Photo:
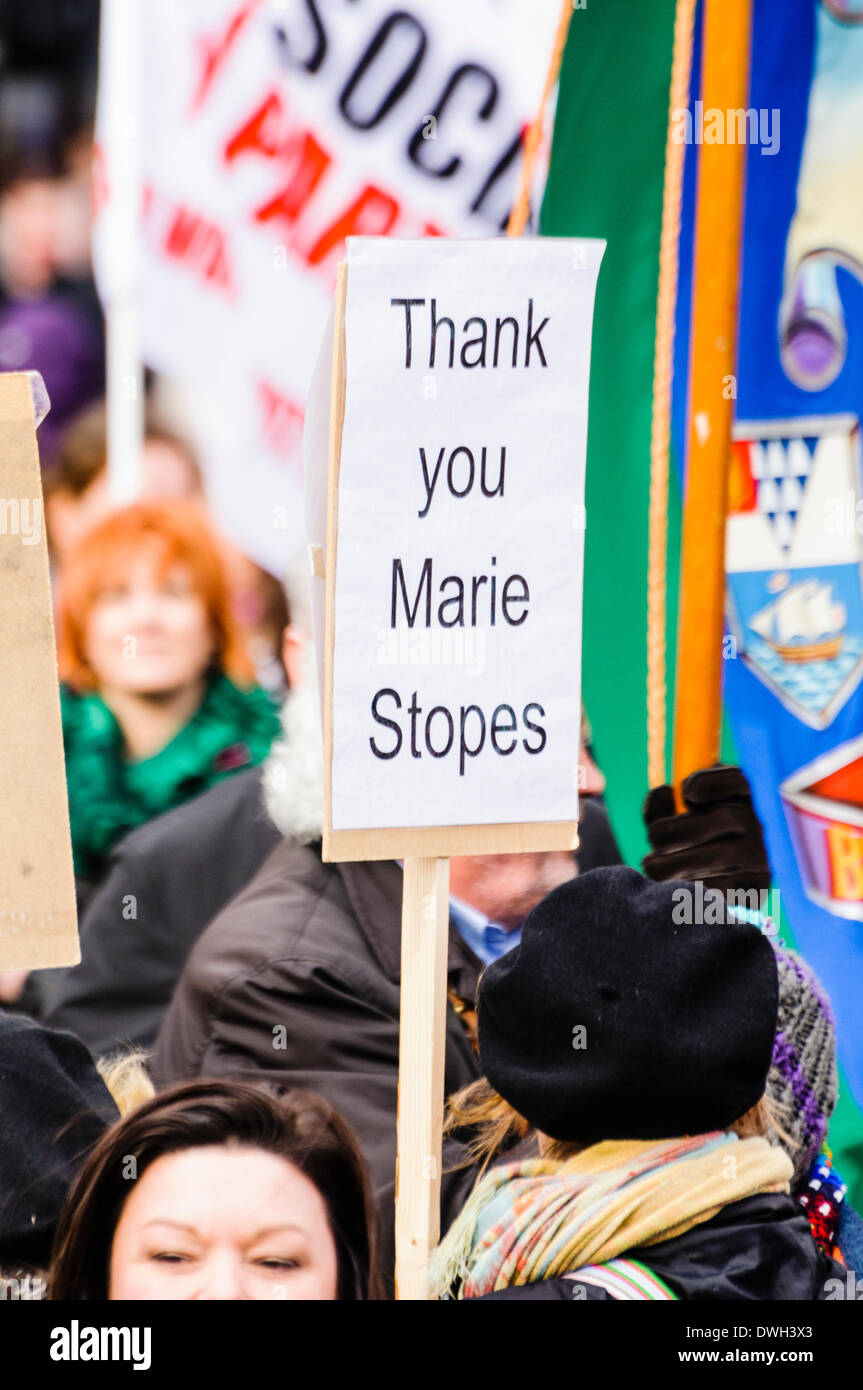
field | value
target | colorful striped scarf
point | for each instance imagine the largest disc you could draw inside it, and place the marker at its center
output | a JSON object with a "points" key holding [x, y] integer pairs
● ● ● ● ● ● ●
> What is being asked
Nothing in the entries above should change when they are printed again, except that the pictures are dropped.

> Written answer
Photo:
field | value
target | colorful striped scarf
point | for each instance imagine the largest disc you could draw inside it, and place the marker at its center
output | a JSON object with a "points" key holding [x, y] integer pairs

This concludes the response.